**TASK A**
Answer these from the blog text, one answer per line, marked the same way:
(i) At what age did Don LaFontaine die?
(ii) What color is the t-shirt the writer describes Anderson Cooper wearing?
(iii) Where is the rib fest the writer plans to attend?
**TASK B**
The blog text calls the rib fest overpriced and says the ribs tend to be dry. Using the reason the blog text gives, explain why the writer is going anyway.
**TASK C**
Reproduce the passage of the blog text starting with "sorry, kids... no" and going on through "might hurt someone.".

### SOURCE TEXT ###

Tuesday, September 02, 2008

Gravel Voiced Icon to be Missed

The Cinema world is going to be different from here on out. The Movie-Voice Guy, Don LaFontaine died this morning at the age of 68. You may not know who he is, but you know who he is. LaFontaine was that deep voiced "In a world where..." movie trailer guy. It wasn't a movie trailer until you heard his voice. I think he did every movie trailer I ever saw throughout my childhood. He was one of those pop culture icons...

*does his best Don LaFontaine voice* In a world without Don LaFontaine...

sorry, kids... no go.

Monday, September 01, 2008

A Rambling Entry That Touches on Some of the Newsworthy Items of Recent Days*

so i was watching cnn last evening. that's always a fun thing to do. particularly when anderson cooper gets on there and starts over reporting and getting all kinds of dramatic in his one-size-too-small black t-shirt and looking so, i don't know, anderson cooperish. here's to hoping someone pops him inna mouf some day. whatta tough guy. and lookit at his gun show. careful man, with those guns, ya might hurt someone.

well any way, i was watching cnn and they were talking about the republican convention and how this hurricane gustav might affect it. here is the little tag line they had underneath all the talking heads: "bad timing for a convetion." yeah, you read that right.; the republicans saw there was going to be a hurricane in the gulf coast so they collectively said "ooh, lets hurry up and do our convention this week!" an aside, or digression, your choice: can i punch anderson cooper inna mouf? it would make me feel better. really it would. i think the tagline should of been "bad timing for a hurricane." which does beg another question, sort of, but i'm going to ask it any way mainly because i'm sure at least 85 percent of americans are asking the same question: you want to live in new orleans? really? me, not so much.


now, as for sara palin: hotty. or to misquote owen meany, "your mom is cuter than all the other moms." how do i feel about her on the ticket? its ballsy. i feel better with someone who doesn't have much (okay, any) national experience as the vp, as opposed to the presidential end. you know, i think if the democratic ticket was flip-flopped i might be more likely to vote for biden/obama (maybe) as opposed to an obama/biden ticket (pigs might fly and hell may freeze over...) she's got that librarian look that seems to be all the rage right now. seriously, though, i don't know enough about her to decide if i should be please, or fearful of the choice.


so, i'm going to rib fest this afternoon in downtown indy. it is overpriced and the ribs tend to be a bit dry, but the rev peyton' big damn band is playing and i lurve the rev peyton's big damn band . this is my first real day off in a while. i've kind of been bouncing off the wall since yesterday in anticipation. it feels good.

*sings along with the rev peyton cd* wejustgettinba lord, wejustgettinba! wejustgettinba, lord! wejustgettinba, lord!

### COLLECTED MATERIAL ###

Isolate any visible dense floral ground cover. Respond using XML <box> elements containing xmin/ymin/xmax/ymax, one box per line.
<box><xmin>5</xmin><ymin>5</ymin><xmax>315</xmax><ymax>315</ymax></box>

###

**FINAL RESULT A**
(i) 68
(ii) Black
(iii) Downtown Indy

**FINAL RESULT B**
The writer is going because the Rev Peyton's Big Damn Band is playing there, and the writer loves that band. The event also falls on the writer's first real day off in a while.

**FINAL RESULT C**
sorry, kids... no go.

Monday, September 01, 2008

A Rambling Entry That Touches on Some of the Newsworthy Items of Recent Days*

so i was watching cnn last evening. that's always a fun thing to do. particularly when anderson cooper gets on there and starts over reporting and getting all kinds of dramatic in his one-size-too-small black t-shirt and looking so, i don't know, anderson cooperish. here's to hoping someone pops him inna mouf some day. whatta tough guy. and lookit at his gun show. careful man, with those guns, ya might hurt someone.